EXCERPT —
○ ○ ○ ○
Posted on by Yoshke in Conversations, Friends, Humor |

Here are some completely innocent statements but my friends’ dirty minds tell them otherwise.

SANAY NA

One very toxic night, I had been editing political ads on my laptop with my small marketing teammates at our apartment FOR HOURS. My friends Dohna, Dane, and Frances were sitting on the airbed while I was on the stairs facing a chair where the laptop was on. There was just no place in the mattress left so I had to sit on the bottom step of the staircase despite the discomfort.

Dohna grew concerned about my situation so she asked, “Yoshke, masakit ba?”

And without thinking, I replied, “Hindi naman. Sanay na ang pwet ko.”

Everyone burst into laughter. I meant I got used to being seated for hours.
○ ○ ○ ○
YOUR OBJECTIVE —
Which friends does the post name as sitting on the airbed? The listing that comes next has no connection to the post above.

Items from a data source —
○ ○ ○ ○
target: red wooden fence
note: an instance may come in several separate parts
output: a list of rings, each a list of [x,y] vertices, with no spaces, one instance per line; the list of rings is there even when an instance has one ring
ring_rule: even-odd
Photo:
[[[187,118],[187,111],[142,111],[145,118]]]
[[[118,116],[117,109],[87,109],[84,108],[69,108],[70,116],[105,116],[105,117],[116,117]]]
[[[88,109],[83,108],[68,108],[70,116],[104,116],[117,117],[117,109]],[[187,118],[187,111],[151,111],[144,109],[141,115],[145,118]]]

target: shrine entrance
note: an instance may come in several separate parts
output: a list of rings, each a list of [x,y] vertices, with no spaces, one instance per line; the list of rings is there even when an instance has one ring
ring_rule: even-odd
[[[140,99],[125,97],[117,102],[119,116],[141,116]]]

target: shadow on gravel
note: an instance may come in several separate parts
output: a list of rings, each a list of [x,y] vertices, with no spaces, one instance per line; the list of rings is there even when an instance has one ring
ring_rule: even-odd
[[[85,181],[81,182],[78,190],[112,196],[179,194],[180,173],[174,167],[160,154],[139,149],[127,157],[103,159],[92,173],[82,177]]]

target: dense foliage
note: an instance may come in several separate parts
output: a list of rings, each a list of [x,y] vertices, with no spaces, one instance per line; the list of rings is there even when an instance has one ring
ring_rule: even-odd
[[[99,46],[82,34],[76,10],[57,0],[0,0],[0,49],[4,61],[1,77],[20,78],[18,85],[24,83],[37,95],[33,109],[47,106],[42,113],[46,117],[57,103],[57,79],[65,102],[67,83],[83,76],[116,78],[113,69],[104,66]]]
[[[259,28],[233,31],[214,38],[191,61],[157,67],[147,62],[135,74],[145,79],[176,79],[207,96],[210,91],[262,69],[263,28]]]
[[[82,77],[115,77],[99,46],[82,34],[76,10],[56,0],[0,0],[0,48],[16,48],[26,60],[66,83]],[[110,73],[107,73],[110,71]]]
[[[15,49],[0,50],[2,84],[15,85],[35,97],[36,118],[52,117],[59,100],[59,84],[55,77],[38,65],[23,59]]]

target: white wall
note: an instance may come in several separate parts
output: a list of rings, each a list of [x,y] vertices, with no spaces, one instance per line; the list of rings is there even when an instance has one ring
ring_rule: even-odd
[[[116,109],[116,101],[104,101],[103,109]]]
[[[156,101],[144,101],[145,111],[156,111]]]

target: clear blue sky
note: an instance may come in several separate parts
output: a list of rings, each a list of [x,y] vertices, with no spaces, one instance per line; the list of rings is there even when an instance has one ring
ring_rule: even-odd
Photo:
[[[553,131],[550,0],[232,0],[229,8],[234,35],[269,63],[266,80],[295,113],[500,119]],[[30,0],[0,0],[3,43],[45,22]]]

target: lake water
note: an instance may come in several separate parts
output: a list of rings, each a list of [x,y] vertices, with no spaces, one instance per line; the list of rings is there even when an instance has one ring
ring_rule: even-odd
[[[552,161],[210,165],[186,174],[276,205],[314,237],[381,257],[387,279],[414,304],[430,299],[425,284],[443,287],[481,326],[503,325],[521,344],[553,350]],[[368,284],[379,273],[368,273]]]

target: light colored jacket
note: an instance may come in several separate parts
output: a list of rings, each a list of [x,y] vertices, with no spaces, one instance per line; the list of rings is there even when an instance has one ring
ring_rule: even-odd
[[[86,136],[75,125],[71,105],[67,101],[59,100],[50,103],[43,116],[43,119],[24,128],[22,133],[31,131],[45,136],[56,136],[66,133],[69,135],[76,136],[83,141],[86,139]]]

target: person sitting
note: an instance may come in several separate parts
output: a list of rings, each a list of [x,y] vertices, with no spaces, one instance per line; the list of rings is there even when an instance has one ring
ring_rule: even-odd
○ ○ ○ ○
ANSWER TO THIS EXERCISE —
Dohna, Dane, and Frances